──────── Source data

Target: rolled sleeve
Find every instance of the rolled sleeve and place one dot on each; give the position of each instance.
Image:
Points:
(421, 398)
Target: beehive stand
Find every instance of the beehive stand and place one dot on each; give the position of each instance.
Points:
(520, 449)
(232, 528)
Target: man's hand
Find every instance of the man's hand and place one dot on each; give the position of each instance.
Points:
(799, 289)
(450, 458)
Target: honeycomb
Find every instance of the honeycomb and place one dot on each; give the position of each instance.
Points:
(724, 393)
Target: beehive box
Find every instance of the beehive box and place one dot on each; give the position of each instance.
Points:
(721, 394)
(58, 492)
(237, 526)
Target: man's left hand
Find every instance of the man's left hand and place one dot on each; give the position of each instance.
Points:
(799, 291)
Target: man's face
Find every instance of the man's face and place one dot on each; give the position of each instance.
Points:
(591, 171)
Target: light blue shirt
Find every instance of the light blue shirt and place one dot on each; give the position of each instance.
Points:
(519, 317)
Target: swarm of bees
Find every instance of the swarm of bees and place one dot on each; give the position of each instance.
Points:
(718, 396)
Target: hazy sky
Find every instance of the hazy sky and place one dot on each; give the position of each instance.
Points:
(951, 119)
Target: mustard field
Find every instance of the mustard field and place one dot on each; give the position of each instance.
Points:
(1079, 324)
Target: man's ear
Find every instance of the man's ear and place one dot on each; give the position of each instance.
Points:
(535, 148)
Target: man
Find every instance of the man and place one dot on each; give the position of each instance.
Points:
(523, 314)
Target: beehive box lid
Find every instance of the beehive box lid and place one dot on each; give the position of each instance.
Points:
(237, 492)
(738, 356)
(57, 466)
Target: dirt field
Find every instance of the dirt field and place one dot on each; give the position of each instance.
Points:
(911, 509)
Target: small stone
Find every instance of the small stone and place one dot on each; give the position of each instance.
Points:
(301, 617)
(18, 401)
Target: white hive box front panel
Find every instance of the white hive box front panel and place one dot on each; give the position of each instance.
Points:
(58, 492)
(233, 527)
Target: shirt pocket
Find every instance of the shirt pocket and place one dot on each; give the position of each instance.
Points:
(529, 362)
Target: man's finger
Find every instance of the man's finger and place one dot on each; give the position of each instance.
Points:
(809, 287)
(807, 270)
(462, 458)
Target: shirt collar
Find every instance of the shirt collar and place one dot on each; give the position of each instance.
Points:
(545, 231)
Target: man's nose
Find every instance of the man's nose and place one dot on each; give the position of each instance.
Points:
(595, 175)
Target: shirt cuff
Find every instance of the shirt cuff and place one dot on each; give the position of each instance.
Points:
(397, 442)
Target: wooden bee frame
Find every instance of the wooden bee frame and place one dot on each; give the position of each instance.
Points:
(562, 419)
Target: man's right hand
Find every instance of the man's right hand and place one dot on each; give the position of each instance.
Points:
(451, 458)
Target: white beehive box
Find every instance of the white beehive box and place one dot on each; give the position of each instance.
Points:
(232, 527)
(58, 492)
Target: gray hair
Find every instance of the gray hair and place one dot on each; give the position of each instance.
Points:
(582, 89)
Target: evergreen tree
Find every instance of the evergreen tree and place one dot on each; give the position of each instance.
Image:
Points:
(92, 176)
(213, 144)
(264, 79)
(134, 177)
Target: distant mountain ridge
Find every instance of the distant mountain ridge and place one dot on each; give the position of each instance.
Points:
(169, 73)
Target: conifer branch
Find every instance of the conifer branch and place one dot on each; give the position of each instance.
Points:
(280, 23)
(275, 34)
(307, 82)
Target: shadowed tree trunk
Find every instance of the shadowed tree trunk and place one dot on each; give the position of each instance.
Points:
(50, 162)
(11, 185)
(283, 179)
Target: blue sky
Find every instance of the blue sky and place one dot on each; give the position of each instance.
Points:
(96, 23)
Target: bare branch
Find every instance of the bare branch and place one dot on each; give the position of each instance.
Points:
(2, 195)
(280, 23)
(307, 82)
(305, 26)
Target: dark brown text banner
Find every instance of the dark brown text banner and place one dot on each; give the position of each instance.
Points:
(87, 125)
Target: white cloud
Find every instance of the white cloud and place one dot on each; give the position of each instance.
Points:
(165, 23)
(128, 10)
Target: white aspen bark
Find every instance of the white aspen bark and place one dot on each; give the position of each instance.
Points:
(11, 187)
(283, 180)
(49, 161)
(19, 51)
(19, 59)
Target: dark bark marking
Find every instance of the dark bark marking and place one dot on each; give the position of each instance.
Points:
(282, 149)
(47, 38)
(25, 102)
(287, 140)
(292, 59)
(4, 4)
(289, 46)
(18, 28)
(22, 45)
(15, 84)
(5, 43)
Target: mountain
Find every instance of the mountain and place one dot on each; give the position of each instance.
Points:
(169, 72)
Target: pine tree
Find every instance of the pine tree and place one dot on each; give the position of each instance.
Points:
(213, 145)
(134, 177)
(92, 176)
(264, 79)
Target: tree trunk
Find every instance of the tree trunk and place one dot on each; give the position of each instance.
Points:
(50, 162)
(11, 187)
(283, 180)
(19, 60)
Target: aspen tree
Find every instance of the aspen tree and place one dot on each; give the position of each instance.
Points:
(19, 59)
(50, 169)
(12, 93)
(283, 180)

────────────────

▸ **Task**: Each entry should be retyped exactly as given.

▸ **Written answer**:
Target: rolled sleeve
Find every instance of the rolled sleeve and place one dot on each; give the position of each instance.
Image:
Points:
(421, 398)
Target: beehive stand
Find every instance of the beehive stand and place one dot on each; give the position of each instance.
Points:
(520, 449)
(232, 528)
Target: man's hand
Find every instance of the man's hand and place one dot on each; give the position of each instance.
Points:
(799, 289)
(450, 458)
Target: honeycomb
Find every instance of the honeycomb and place one dot on each; give the position of each instance.
Points:
(724, 393)
Target: beehive box
Find every instance of the beehive box and place one dot on each; give the position of each instance.
Points:
(721, 394)
(58, 492)
(237, 526)
Target: man's left hand
Find every instance of the man's left hand and place one dot on each; give the position of each instance.
Points:
(799, 291)
Target: man's face
Find every instance of the man's face and place one dot on each; give the position of each instance.
Points:
(591, 171)
Target: light blue shirt
Find every instance of the light blue shirt and place one dot on each; give the position of each instance.
Points:
(519, 317)
Target: swarm of bees
Find every instance of the swarm of bees and place one dot on each; give the position of each instance.
Points:
(718, 396)
Target: hazy sky
Find every instance of the hazy sky and place one dot on each; give the position of each instance.
Points:
(951, 119)
Target: mustard field
Find every instance of the mustard field and place one dot on each; give the position of each instance.
Points:
(1079, 324)
Target: man's ear
Find every instance of the man's ear and place one dot on each; give the position of each instance.
Points:
(535, 148)
Target: man
Find every instance of the man and place one dot on each; give the position of each instance.
Points:
(523, 314)
Target: beehive box lid
Find every instance of the beehive box lid and place one dot on each; give the position of each instance.
Points:
(237, 492)
(738, 356)
(57, 466)
Target: dirt field
Find every instance of the dirt field and place one dot on each; give the position of each instance.
Points:
(911, 509)
Target: small stone
Find every instance of the small stone and place one dot on each; give the position of each instance.
Points:
(301, 617)
(18, 401)
Target: white hive box front panel
Find every instance of the white hive box front panel and place one dot on each; give the position of each instance.
Points:
(58, 492)
(233, 527)
Target: shirt pocket
Find every instance of the shirt pocket and place one dot on each; give the position of each instance.
Points:
(529, 362)
Target: man's finger
Find every instance of the man's finger and place one dot on each; give the position of each instance.
Points:
(809, 287)
(807, 270)
(462, 458)
Target: shirt collar
Find every instance of the shirt collar and place one dot on each; give the position of each instance.
Points:
(545, 231)
Target: man's nose
Find every instance of the man's nose and place one dot on each; give the position of each instance.
Points:
(595, 175)
Target: shirt cuff
Find every instance of the shirt cuff and place one dot on each; give the position of each instance.
Points:
(397, 442)
Target: wooden bee frame
Find every instance of the wooden bee frame and place one dot on each; give the position of each instance.
Points:
(562, 419)
Target: man's right hand
Find every instance of the man's right hand and place one dot on each; give the position of each instance.
Points:
(451, 458)
Target: white beehive box
Find every instance of the white beehive box and place one dot on each; give the position of each instance.
Points:
(232, 527)
(58, 492)
Target: gray hair
Find every instance of the gray hair and place one dot on each; give the position of each instance.
Points:
(582, 89)
Target: evergreen tree
Find every instance of the evergreen tree and place one dot on each; give the position of each instance.
Image:
Points:
(92, 176)
(213, 144)
(264, 79)
(134, 177)
Target: distant mountain ridge
Find every instance of the distant mountain ridge and place one dot on each; give the position of each instance.
Points:
(169, 73)
Target: conifer branch
Find every instance of the conifer branch and place one dot on each; give the position of each instance.
Points:
(280, 23)
(275, 34)
(307, 82)
Target: shadowed tree trunk
Find every instance of the shadowed tree trunk and place one dot on each; give the position of each instance.
Points:
(50, 162)
(11, 185)
(283, 179)
Target: blue sky
Find every instance of the blue sky and place one dot on each; give the position of each instance.
Points:
(96, 23)
Target: bare branch
Find every instance of the bare branch and place one dot on each; give the position of each instance.
Points:
(2, 195)
(280, 23)
(307, 82)
(305, 26)
Target: dark brown text banner
Find every instance of the dark brown text banner and place one dot on each; give the position of each instance.
Points:
(87, 125)
Target: white cloud
Find every instance of the white cloud and place one dot on each; give the position of each instance.
Points:
(165, 23)
(128, 10)
Target: white aspen bark
Find every instance of the white aspen bark and place one dot on each; give the position of each instance.
Points:
(11, 187)
(283, 180)
(49, 161)
(19, 51)
(19, 59)
Target: dark bark marking
Find every instance of the dark bark marking and place one dot on each; give the position of each instance.
Points:
(282, 149)
(47, 38)
(25, 102)
(287, 140)
(292, 59)
(4, 4)
(289, 46)
(18, 28)
(22, 45)
(15, 84)
(5, 43)
Target: mountain
Find every instance of the mountain and place one dot on each; give the position of each instance.
Points:
(169, 72)
Target: pine tree
Find every instance of the pine tree and place one dot on each; give the position of each instance.
Points:
(213, 145)
(134, 177)
(92, 176)
(264, 79)
Target: tree trunk
Find every instance of the tree trunk and place one dot on each; give the position of each instance.
Points:
(50, 162)
(11, 187)
(283, 180)
(19, 60)
Target: aspen tree
Find every instance of the aspen tree and place one dot on each; give the position of each instance.
Points:
(19, 59)
(50, 169)
(12, 93)
(283, 180)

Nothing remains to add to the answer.